[Dataset extracts labeled with boxes]
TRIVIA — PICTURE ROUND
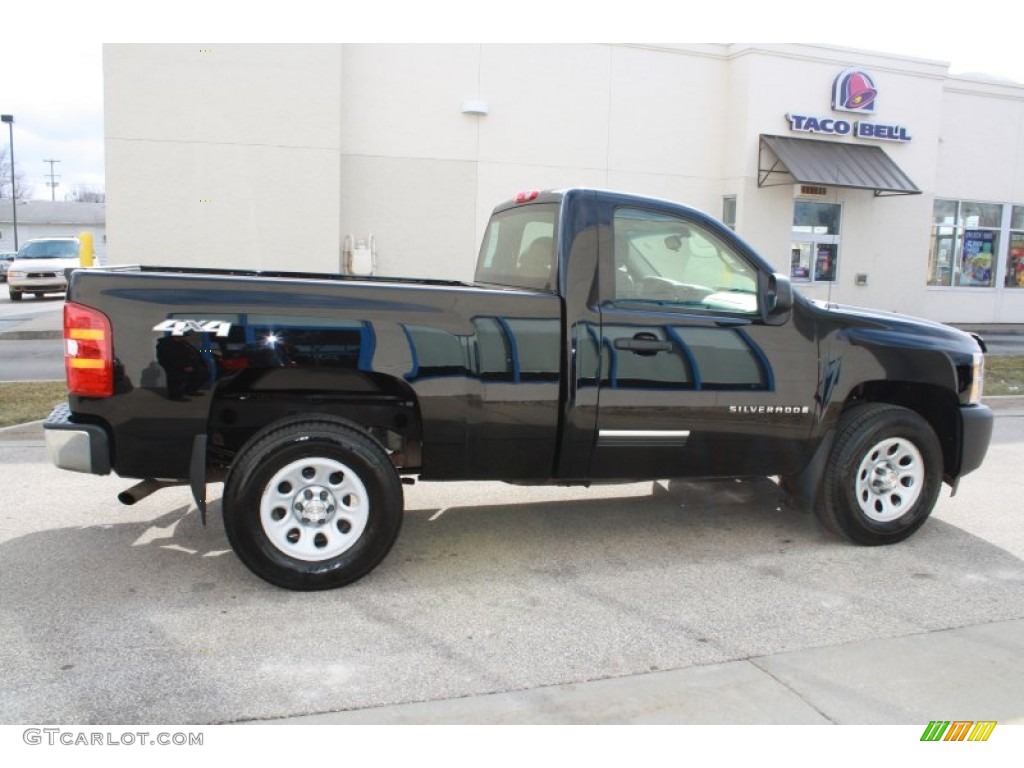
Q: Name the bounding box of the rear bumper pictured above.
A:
[43,403,111,475]
[957,406,993,477]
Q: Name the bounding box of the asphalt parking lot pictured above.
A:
[0,412,1024,725]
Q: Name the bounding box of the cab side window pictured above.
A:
[476,204,558,291]
[613,208,758,315]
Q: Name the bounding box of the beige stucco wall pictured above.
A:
[104,44,1024,322]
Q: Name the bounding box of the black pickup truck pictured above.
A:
[45,189,992,590]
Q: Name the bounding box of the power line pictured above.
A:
[43,160,60,201]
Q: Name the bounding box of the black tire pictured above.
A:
[815,403,942,546]
[223,417,402,591]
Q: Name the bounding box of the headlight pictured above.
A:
[968,352,985,406]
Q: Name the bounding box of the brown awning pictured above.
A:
[758,134,921,197]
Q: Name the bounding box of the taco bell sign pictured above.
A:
[785,69,911,142]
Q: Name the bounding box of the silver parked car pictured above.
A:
[0,252,17,283]
[7,238,80,301]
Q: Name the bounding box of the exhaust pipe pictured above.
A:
[118,477,182,507]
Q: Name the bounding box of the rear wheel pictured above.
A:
[224,418,402,590]
[816,403,942,545]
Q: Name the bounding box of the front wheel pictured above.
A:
[816,403,942,545]
[224,418,402,590]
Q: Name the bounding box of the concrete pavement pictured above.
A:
[0,303,1024,728]
[0,411,1024,730]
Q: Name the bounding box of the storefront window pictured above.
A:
[790,200,843,283]
[928,200,1002,288]
[1004,206,1024,288]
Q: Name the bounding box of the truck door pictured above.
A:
[590,201,818,478]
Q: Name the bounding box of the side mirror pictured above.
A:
[761,272,793,325]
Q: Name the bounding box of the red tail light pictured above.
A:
[65,301,114,397]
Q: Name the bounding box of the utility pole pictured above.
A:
[0,115,17,251]
[43,160,60,202]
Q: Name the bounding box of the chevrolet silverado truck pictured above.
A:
[44,189,992,590]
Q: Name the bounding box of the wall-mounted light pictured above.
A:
[462,99,490,115]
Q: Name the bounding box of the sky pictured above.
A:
[0,0,1024,200]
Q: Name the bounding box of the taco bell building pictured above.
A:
[104,44,1024,324]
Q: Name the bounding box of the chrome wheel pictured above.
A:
[259,457,370,562]
[856,437,926,522]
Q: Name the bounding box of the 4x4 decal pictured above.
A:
[153,319,231,337]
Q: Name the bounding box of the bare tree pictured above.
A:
[68,184,106,203]
[0,147,32,200]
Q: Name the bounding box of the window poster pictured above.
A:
[959,229,995,286]
[1006,232,1024,288]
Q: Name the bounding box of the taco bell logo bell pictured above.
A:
[833,70,879,114]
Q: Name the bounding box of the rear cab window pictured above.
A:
[476,203,558,291]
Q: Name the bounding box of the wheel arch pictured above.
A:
[207,370,423,472]
[839,380,962,482]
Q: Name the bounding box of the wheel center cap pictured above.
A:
[293,485,336,525]
[302,499,327,522]
[871,464,899,494]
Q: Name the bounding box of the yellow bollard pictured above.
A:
[78,232,92,266]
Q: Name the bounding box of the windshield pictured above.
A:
[17,240,78,259]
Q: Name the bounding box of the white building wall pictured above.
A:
[104,44,1024,322]
[103,45,341,270]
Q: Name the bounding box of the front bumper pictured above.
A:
[43,403,111,475]
[957,406,993,477]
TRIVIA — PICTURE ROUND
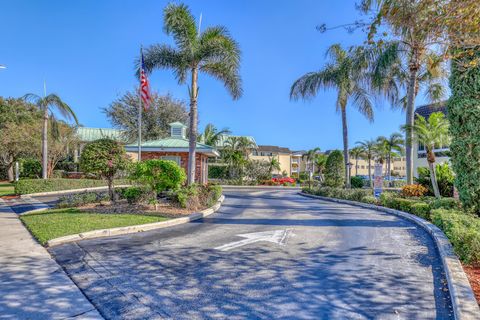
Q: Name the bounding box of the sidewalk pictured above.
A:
[0,199,103,320]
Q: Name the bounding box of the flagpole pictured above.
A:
[138,46,143,161]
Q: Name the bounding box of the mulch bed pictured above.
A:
[78,200,198,218]
[463,265,480,305]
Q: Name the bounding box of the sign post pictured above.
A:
[373,163,383,198]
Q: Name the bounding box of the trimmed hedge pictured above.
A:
[15,179,130,194]
[431,209,480,264]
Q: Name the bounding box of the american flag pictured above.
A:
[140,51,150,110]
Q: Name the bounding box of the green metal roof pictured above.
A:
[216,134,257,149]
[125,137,219,156]
[76,127,124,142]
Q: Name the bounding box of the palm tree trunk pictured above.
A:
[341,106,350,189]
[405,58,418,184]
[428,162,441,199]
[187,67,198,185]
[368,158,373,189]
[42,107,48,179]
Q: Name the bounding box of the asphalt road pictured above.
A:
[50,189,453,319]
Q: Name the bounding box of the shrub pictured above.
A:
[431,209,480,264]
[430,198,460,210]
[410,202,431,220]
[20,159,42,179]
[15,179,129,194]
[56,192,109,208]
[402,184,428,197]
[325,150,345,188]
[447,47,480,212]
[130,159,187,193]
[208,165,228,179]
[350,176,364,189]
[80,139,130,201]
[416,162,455,197]
[122,187,144,204]
[171,184,222,210]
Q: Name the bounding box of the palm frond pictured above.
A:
[163,3,198,52]
[290,65,338,100]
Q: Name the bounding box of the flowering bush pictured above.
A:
[272,177,295,186]
[402,184,428,197]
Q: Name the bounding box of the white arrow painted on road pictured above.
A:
[215,229,292,251]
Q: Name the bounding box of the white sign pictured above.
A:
[215,229,292,251]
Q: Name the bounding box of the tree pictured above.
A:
[145,4,242,184]
[131,159,187,194]
[23,93,78,179]
[412,112,450,198]
[268,157,282,175]
[103,91,188,142]
[325,150,346,188]
[290,44,373,188]
[447,48,480,213]
[80,139,130,201]
[0,97,42,181]
[197,123,231,147]
[362,0,446,184]
[350,147,363,176]
[302,147,320,188]
[377,132,405,181]
[356,140,377,188]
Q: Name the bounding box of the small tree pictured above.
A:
[80,139,130,201]
[325,150,345,188]
[413,112,449,198]
[130,159,187,193]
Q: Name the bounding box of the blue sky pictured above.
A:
[0,0,423,150]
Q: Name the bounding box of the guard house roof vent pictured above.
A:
[170,122,187,139]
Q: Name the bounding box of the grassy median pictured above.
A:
[20,208,168,245]
[0,182,15,196]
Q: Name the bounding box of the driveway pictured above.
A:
[50,189,453,319]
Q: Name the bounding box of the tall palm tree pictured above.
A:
[355,140,377,188]
[350,147,363,176]
[268,157,282,174]
[377,132,405,181]
[23,93,78,179]
[302,147,320,188]
[145,3,242,184]
[411,112,450,198]
[290,44,373,188]
[362,0,446,184]
[197,123,231,147]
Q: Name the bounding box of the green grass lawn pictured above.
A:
[0,182,14,196]
[20,208,168,245]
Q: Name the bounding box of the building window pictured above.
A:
[161,156,181,166]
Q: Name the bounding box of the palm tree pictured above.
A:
[23,93,78,179]
[362,0,446,184]
[268,157,282,174]
[355,140,377,188]
[411,112,450,198]
[144,4,242,184]
[290,44,373,188]
[302,147,320,188]
[377,132,405,181]
[197,123,231,147]
[350,147,363,176]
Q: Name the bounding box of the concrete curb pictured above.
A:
[20,184,131,198]
[299,192,480,320]
[221,184,302,190]
[47,195,225,247]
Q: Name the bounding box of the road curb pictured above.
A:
[299,192,480,320]
[19,184,131,198]
[47,195,225,247]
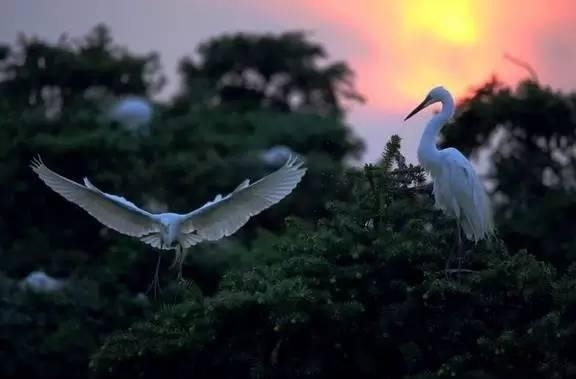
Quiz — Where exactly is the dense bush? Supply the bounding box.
[0,23,576,379]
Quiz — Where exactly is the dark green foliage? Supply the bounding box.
[93,136,576,378]
[0,23,576,379]
[444,78,576,267]
[0,26,363,378]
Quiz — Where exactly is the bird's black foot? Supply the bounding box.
[146,254,162,299]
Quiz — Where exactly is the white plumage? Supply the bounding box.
[109,97,153,129]
[404,86,494,270]
[31,157,306,282]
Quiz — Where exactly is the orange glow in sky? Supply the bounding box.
[258,0,576,111]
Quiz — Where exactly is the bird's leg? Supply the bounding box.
[170,244,186,281]
[146,253,162,298]
[444,220,462,278]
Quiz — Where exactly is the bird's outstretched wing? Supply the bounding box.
[181,157,307,241]
[30,157,161,237]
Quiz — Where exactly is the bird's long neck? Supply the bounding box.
[418,94,454,167]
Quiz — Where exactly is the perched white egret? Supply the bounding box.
[31,157,307,290]
[108,96,153,130]
[19,271,64,292]
[404,86,495,272]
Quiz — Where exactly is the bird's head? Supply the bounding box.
[404,86,450,121]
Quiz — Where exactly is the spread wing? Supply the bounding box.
[181,157,306,241]
[30,157,161,237]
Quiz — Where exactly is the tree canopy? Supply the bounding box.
[0,25,576,379]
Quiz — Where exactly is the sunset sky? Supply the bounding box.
[0,0,576,161]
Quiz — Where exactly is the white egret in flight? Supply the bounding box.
[31,157,307,285]
[404,86,495,274]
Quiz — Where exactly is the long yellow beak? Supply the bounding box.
[404,97,430,121]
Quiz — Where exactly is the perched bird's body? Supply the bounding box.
[405,87,494,270]
[31,157,306,286]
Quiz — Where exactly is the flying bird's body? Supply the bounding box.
[404,87,494,270]
[31,157,306,286]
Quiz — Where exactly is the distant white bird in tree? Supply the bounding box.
[108,96,153,130]
[404,86,495,272]
[31,157,307,292]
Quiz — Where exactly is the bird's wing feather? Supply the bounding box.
[181,157,306,241]
[30,157,160,237]
[440,148,494,240]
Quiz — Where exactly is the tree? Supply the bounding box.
[172,32,363,116]
[92,136,576,379]
[0,26,362,378]
[444,78,576,268]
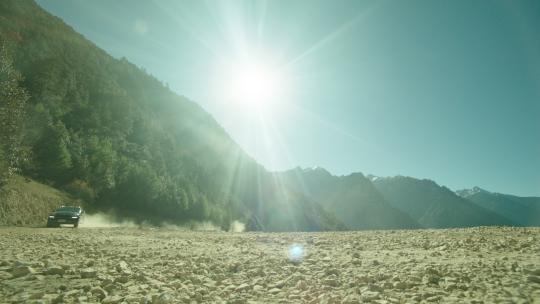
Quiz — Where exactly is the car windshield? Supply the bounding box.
[56,207,80,212]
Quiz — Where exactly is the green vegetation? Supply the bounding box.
[0,0,338,230]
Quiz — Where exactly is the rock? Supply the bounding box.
[11,265,35,278]
[394,282,407,290]
[45,266,66,275]
[81,268,97,279]
[527,275,540,284]
[324,278,339,287]
[152,292,173,304]
[116,261,131,274]
[101,296,124,304]
[90,287,107,300]
[234,283,251,292]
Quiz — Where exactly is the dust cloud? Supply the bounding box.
[79,213,139,228]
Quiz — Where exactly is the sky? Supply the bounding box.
[37,0,540,196]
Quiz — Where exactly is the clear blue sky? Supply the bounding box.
[37,0,540,196]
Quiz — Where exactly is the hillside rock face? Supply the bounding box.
[373,176,515,228]
[456,187,540,226]
[0,176,80,226]
[278,168,420,230]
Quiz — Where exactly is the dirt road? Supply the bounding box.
[0,228,540,303]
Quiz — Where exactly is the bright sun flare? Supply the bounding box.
[229,63,280,108]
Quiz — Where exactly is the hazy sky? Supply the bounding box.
[38,0,540,195]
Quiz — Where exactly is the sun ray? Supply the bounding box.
[286,5,374,65]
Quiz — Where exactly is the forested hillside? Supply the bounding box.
[0,0,339,230]
[372,176,515,228]
[456,187,540,226]
[280,168,420,229]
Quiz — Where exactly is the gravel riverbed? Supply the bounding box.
[0,227,540,303]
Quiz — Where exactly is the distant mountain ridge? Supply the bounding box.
[0,0,344,231]
[276,167,420,230]
[373,176,515,228]
[0,0,540,231]
[456,187,540,226]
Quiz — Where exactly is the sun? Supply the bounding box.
[227,58,283,109]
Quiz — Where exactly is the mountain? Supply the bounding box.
[373,176,515,228]
[0,0,342,230]
[456,187,540,226]
[276,167,420,230]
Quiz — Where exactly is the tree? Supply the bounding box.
[0,46,29,186]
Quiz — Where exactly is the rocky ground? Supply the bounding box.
[0,228,540,303]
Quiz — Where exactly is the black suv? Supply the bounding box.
[47,206,84,228]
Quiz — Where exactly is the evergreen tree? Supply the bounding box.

**DIRECTIONS:** Copy everything in the listing, from its first line down through the line that contains "[761,272,793,325]", without changing a word. Leave the pictures out.

**SOLVED PROBLEM:**
TRIVIA — PICTURE ROUND
Q: Name the bounding box of the rear bumper pictured above.
A:
[43,403,111,475]
[957,406,993,477]
Q: Name the bounding box of the asphalt parking lot pictured above.
A:
[0,412,1024,725]
Q: Name the bounding box of the cab side window pictured above.
A:
[476,204,558,291]
[613,208,758,315]
Q: Name the bounding box of the beige stucco wall pictured above.
A:
[104,44,1024,322]
Q: Name the bounding box of the black pickup truck pictured above.
A:
[45,189,992,590]
Q: Name the bounding box of the power line pictured above.
A:
[43,160,60,201]
Q: Name the bounding box of the black tire pictured above.
A:
[815,403,942,546]
[223,417,402,591]
Q: Name the bounding box of the headlight pictured above.
A:
[968,352,985,406]
Q: Name the bounding box of the brown awning pictured above.
A:
[758,134,921,197]
Q: Name the bounding box of the taco bell sign pictured above.
A:
[785,69,911,142]
Q: Name the bounding box of the silver parked car pictured above.
A:
[0,252,17,283]
[7,238,80,301]
Q: Name the bounding box of the exhaust pipe pictured above.
A:
[118,477,182,507]
Q: Name the bounding box of the rear wheel pictured above.
A:
[224,418,402,590]
[816,403,942,545]
Q: Name the bounding box of the front wheel pictured above.
A:
[816,403,942,545]
[224,418,402,590]
Q: Name the bounding box of the concrete pavement pictured above.
A:
[0,303,1024,728]
[0,411,1024,730]
Q: Name the bounding box of the storefront window pictured above.
A:
[790,200,843,283]
[928,200,1002,288]
[1004,206,1024,288]
Q: Name the bounding box of the truck door pictured above.
A:
[590,201,818,478]
Q: Name the bounding box of the side mirror pictured above.
A:
[761,272,793,325]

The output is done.